* [Lines from a data source]
====
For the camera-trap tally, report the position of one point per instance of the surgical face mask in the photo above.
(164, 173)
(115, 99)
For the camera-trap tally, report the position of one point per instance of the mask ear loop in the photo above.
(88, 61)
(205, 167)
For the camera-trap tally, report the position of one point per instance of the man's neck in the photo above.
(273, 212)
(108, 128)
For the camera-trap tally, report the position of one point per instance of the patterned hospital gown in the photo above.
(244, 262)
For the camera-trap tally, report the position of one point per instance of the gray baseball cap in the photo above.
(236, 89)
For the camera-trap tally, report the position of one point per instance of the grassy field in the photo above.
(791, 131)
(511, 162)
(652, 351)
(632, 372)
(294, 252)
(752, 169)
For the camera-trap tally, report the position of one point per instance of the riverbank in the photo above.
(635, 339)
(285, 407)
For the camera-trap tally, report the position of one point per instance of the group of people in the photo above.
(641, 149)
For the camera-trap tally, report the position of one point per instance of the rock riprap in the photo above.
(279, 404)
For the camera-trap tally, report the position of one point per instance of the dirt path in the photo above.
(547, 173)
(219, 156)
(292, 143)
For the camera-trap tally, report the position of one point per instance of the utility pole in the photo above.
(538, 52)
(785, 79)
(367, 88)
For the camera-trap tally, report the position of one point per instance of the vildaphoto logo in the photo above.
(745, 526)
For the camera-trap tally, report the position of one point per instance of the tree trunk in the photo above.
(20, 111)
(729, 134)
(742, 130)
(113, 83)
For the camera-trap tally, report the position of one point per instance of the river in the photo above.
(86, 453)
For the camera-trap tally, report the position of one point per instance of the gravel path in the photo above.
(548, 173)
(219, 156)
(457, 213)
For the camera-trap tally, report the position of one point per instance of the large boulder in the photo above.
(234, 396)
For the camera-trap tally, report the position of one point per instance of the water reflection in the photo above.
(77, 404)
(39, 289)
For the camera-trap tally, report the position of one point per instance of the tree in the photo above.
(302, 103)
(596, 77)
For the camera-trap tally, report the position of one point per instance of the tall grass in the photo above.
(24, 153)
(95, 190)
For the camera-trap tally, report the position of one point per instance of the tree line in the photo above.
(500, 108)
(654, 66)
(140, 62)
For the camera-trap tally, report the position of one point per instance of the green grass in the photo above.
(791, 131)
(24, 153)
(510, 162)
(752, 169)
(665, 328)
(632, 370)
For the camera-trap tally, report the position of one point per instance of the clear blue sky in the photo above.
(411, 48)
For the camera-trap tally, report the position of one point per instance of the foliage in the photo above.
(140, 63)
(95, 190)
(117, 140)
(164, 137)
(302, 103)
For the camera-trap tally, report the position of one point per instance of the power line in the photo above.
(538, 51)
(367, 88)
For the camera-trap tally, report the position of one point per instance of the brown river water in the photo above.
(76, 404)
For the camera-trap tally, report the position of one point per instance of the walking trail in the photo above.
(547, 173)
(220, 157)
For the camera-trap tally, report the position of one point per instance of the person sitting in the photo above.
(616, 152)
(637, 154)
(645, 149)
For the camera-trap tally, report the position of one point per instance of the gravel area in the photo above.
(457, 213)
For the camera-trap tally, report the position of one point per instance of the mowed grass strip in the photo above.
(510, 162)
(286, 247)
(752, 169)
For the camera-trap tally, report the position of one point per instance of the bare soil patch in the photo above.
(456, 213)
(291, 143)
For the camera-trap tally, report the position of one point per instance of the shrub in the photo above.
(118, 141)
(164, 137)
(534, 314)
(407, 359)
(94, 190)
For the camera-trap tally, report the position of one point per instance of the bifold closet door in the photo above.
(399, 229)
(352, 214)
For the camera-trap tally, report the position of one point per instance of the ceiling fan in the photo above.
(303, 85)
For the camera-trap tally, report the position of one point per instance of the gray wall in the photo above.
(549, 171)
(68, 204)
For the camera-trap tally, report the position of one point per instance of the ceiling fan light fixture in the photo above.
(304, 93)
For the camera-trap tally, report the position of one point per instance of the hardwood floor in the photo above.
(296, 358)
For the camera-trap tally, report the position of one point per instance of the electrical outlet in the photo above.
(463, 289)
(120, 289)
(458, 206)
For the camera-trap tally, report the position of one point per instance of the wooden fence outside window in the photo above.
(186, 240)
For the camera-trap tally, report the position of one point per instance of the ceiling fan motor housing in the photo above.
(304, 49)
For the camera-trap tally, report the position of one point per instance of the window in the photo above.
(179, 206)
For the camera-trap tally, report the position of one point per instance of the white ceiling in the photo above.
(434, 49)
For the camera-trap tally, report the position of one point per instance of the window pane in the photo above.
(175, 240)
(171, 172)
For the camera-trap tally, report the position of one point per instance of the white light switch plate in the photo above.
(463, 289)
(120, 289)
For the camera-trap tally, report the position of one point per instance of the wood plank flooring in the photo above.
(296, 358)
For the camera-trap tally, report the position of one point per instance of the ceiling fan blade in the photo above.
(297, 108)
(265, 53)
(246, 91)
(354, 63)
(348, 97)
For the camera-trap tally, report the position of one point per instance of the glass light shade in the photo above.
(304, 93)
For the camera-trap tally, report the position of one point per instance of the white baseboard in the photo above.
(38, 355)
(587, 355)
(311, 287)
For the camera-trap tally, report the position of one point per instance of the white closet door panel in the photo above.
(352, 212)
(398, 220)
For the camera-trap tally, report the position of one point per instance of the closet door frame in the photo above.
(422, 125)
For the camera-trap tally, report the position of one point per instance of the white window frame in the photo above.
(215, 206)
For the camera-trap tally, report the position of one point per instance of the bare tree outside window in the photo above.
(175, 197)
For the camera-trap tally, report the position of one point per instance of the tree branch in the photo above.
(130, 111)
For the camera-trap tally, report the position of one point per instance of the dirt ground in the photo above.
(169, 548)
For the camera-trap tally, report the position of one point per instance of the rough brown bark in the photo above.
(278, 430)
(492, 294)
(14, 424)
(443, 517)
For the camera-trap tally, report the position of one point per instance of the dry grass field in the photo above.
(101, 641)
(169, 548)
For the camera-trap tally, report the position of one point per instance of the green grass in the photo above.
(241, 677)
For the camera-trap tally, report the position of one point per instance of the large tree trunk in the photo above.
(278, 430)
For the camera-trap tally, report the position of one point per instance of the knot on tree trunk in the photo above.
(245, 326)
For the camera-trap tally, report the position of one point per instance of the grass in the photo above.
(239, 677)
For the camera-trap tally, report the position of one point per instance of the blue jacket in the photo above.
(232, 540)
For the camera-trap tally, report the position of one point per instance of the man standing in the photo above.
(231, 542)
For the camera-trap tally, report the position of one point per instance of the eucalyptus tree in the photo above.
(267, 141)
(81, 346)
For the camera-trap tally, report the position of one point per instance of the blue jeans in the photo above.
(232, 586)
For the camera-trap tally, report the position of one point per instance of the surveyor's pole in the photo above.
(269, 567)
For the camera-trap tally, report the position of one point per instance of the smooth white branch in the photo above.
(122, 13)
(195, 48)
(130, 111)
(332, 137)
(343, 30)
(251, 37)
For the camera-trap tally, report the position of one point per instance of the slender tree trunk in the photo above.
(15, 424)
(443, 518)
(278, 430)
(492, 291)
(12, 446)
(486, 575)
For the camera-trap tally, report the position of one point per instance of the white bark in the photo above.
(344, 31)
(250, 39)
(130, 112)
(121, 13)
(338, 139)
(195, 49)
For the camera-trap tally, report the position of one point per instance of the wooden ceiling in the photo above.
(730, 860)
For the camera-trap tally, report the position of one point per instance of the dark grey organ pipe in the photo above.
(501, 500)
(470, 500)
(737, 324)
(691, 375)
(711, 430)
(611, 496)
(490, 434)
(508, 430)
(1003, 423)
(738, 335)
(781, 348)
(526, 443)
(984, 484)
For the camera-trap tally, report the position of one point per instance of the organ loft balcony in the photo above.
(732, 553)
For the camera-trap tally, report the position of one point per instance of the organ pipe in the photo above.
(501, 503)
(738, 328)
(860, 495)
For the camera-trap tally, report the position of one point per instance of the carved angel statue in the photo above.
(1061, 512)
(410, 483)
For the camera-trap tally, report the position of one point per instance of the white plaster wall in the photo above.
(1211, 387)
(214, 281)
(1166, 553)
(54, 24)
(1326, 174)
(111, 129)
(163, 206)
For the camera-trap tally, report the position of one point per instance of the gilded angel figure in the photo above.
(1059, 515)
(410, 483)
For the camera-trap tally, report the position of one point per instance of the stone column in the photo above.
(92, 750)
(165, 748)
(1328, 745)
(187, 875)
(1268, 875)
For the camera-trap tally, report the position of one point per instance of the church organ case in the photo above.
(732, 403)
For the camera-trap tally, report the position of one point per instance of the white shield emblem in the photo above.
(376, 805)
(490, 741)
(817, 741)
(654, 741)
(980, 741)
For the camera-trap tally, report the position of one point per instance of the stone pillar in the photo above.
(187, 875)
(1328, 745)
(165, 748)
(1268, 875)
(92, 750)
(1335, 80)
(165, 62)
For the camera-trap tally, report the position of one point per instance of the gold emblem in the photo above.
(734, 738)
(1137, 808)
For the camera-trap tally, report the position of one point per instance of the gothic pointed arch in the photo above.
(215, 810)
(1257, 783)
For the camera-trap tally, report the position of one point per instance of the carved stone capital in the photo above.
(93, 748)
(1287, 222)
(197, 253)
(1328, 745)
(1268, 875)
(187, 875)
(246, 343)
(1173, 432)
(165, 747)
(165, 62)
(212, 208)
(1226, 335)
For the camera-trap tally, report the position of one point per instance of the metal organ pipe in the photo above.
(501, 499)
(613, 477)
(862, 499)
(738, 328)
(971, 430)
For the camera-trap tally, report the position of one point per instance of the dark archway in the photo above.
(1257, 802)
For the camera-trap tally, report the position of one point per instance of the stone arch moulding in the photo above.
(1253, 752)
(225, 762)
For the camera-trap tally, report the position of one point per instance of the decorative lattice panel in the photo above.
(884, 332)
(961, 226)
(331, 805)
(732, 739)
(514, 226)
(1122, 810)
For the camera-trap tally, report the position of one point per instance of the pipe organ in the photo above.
====
* [Exercise requirements]
Could you copy out the lines above word for word, from the line with "metal organ pipe in the photo above." to the line with "(1257, 802)", including both of those lines?

* [Exercise output]
For the camera-trap tally, report the position of one point per instance of the metal organ pipe in the photo above.
(501, 499)
(613, 477)
(862, 499)
(738, 328)
(971, 430)
For the camera-trap tally, report the position of one point per instance of the dark archway in the photo above.
(1257, 802)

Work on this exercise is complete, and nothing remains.